Start

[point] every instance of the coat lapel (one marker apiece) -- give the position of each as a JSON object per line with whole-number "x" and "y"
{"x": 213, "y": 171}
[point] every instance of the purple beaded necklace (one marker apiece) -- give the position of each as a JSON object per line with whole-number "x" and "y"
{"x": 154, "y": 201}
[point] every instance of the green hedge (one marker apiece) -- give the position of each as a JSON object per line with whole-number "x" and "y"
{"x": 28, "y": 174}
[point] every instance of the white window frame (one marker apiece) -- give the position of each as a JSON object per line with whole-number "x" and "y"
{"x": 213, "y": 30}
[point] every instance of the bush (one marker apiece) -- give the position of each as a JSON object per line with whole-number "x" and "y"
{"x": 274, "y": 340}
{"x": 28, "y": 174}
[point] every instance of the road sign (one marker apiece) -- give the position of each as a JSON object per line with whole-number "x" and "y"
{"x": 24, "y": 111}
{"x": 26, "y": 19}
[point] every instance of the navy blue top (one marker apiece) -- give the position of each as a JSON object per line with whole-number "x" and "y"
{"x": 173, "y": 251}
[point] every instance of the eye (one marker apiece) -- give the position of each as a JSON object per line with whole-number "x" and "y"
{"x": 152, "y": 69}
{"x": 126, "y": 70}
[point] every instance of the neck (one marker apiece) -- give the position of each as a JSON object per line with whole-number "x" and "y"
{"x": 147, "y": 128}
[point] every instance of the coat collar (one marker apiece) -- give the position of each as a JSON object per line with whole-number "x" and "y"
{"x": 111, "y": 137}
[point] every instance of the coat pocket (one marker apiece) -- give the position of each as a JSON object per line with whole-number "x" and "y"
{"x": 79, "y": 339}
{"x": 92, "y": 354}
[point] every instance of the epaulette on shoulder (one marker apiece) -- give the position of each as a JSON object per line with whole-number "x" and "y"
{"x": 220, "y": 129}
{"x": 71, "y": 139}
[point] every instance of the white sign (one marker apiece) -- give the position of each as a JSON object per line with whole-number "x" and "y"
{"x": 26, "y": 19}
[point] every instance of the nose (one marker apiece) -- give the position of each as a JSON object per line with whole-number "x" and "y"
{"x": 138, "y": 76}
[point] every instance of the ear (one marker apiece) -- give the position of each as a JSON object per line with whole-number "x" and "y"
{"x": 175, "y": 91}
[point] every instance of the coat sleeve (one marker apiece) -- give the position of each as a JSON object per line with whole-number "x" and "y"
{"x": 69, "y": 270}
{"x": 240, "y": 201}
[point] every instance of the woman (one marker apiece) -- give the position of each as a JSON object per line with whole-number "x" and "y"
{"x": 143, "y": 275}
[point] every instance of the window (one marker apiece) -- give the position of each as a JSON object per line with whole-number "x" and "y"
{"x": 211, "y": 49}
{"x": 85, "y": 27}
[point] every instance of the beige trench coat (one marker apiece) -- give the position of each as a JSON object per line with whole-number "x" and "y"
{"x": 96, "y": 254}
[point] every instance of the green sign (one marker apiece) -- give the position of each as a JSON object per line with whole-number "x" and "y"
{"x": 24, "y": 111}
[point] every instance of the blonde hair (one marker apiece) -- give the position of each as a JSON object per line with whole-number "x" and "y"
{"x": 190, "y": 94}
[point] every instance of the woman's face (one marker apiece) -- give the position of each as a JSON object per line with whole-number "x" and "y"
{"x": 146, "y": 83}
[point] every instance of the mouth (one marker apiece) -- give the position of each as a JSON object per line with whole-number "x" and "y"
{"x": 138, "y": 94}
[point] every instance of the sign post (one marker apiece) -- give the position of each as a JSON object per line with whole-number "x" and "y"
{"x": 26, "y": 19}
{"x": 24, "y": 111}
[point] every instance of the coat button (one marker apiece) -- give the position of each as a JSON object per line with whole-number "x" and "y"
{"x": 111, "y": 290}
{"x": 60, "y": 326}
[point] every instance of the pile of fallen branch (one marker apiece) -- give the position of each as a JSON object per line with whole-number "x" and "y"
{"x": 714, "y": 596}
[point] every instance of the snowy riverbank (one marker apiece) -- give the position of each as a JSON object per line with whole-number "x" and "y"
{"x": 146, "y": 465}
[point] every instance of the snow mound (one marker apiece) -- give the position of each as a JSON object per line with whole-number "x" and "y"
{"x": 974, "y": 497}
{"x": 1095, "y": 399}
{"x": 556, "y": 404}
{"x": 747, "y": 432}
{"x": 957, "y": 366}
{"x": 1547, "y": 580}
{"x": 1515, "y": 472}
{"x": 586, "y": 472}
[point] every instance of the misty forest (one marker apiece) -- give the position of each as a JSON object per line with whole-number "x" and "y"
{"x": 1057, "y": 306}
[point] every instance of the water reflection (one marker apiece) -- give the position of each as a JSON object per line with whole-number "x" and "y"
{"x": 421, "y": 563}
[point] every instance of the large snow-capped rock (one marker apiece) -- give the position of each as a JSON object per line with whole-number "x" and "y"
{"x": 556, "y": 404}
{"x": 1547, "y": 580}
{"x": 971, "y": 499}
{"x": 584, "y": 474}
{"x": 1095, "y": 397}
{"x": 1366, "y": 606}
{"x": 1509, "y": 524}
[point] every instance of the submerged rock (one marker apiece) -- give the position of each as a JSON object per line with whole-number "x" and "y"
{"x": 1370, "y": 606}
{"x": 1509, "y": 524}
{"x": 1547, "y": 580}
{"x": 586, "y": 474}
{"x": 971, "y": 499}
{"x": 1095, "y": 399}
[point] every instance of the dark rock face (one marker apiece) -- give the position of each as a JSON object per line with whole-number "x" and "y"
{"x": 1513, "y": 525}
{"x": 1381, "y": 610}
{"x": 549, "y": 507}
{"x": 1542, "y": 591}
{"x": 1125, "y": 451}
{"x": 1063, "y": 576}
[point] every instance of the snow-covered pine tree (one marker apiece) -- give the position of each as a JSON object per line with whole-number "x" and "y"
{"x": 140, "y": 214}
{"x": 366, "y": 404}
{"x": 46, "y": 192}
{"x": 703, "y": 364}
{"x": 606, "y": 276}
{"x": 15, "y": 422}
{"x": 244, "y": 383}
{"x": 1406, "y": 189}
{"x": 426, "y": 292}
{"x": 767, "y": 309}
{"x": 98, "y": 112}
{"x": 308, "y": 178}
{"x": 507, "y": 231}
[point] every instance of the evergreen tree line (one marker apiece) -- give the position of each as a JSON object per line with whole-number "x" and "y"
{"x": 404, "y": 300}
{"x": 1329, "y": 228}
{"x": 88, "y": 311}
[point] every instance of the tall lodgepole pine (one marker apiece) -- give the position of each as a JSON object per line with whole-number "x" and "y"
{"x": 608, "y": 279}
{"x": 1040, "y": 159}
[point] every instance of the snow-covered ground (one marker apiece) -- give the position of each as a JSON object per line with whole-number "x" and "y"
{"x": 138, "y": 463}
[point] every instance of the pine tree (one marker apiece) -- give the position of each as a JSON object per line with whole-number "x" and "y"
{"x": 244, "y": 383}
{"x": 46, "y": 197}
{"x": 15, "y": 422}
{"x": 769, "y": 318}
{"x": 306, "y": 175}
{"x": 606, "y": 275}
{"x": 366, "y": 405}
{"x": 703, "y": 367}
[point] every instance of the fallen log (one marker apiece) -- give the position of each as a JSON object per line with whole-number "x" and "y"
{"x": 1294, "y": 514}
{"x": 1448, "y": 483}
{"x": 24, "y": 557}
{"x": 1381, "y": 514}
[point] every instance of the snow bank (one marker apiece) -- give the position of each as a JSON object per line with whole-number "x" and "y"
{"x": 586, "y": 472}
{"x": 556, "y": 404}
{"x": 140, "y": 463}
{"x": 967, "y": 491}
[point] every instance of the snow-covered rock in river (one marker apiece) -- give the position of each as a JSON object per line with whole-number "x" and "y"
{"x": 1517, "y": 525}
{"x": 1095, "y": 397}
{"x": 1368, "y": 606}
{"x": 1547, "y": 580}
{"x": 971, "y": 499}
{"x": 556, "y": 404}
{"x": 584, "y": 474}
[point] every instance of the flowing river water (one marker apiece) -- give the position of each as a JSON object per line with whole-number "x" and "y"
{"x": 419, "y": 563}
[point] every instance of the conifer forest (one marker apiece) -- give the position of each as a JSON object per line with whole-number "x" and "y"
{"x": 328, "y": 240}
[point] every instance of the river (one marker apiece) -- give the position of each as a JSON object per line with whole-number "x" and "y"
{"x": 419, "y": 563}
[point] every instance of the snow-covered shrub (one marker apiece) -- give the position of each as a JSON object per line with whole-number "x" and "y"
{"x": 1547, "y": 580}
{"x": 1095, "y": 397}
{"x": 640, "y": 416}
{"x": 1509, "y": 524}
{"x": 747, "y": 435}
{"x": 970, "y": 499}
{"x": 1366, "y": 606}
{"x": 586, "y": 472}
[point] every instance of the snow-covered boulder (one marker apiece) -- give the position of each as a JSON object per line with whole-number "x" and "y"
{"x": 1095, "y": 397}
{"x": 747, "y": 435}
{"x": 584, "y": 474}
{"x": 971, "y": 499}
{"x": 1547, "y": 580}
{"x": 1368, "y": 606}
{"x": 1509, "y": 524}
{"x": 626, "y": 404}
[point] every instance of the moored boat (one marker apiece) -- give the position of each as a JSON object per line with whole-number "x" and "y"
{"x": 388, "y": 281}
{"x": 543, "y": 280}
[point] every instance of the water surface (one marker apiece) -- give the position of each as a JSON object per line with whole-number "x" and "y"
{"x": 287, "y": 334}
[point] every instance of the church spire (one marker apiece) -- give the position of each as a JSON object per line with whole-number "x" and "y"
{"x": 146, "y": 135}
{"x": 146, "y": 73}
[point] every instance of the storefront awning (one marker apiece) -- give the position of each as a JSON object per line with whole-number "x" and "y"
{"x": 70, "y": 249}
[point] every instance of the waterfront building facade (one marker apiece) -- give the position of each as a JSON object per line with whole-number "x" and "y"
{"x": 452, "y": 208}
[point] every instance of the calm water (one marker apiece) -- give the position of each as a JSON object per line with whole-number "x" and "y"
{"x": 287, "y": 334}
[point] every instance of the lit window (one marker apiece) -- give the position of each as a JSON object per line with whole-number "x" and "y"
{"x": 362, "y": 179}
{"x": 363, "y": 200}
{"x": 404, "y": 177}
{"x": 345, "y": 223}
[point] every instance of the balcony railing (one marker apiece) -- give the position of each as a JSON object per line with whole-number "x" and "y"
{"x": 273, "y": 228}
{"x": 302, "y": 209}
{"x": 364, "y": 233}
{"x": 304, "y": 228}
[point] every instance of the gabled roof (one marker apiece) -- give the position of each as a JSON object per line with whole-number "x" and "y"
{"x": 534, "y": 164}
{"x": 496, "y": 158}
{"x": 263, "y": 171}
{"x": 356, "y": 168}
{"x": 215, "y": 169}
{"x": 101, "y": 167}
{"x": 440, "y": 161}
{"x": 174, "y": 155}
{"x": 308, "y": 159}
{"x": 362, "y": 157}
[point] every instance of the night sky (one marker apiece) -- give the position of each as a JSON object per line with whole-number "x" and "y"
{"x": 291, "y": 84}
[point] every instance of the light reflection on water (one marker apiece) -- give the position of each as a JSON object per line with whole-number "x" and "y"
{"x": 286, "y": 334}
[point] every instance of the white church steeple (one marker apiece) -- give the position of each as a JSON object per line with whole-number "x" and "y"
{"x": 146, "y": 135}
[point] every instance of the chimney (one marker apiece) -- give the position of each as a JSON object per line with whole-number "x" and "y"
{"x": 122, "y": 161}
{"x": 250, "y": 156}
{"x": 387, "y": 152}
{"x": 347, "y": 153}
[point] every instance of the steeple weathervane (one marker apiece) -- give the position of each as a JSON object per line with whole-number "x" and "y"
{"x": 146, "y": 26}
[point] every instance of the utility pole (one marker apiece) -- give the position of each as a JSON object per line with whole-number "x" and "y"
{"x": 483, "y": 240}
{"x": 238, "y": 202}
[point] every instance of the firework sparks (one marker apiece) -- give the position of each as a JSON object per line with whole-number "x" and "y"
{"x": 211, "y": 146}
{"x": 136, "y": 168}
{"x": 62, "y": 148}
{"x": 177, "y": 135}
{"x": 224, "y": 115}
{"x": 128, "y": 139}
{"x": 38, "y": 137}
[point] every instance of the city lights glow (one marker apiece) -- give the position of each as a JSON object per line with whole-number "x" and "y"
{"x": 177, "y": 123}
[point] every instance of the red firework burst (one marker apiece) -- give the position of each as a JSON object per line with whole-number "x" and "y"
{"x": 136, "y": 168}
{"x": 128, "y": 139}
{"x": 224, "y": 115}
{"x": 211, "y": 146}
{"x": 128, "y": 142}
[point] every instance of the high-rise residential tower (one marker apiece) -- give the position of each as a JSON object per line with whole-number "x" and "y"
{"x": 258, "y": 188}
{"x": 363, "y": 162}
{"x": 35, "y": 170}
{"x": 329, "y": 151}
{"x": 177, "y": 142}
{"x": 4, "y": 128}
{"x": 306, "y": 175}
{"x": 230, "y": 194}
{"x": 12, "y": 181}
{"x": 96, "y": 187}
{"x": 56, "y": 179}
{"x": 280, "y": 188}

End

Copy only this span: the line that contains "[point] every instance of the city", the last line, and every line between them.

[point] every instance of the city lights glow (one marker apiece) -- give the position of each as a JSON object per line with whole-number "x" and "y"
{"x": 177, "y": 123}
[point] every instance of the red firework burst (one marker apiece) -- give the position of each as a JSON object per line with whole-number "x" and "y"
{"x": 136, "y": 168}
{"x": 128, "y": 139}
{"x": 224, "y": 115}
{"x": 211, "y": 146}
{"x": 128, "y": 142}
[point] every instance of the high-rise residential tower (one marker apiece) -- give the position of each as a JSON object per line with whole-number "x" and "y"
{"x": 258, "y": 188}
{"x": 363, "y": 162}
{"x": 35, "y": 170}
{"x": 329, "y": 151}
{"x": 177, "y": 142}
{"x": 4, "y": 128}
{"x": 306, "y": 175}
{"x": 230, "y": 194}
{"x": 12, "y": 181}
{"x": 96, "y": 187}
{"x": 56, "y": 179}
{"x": 280, "y": 188}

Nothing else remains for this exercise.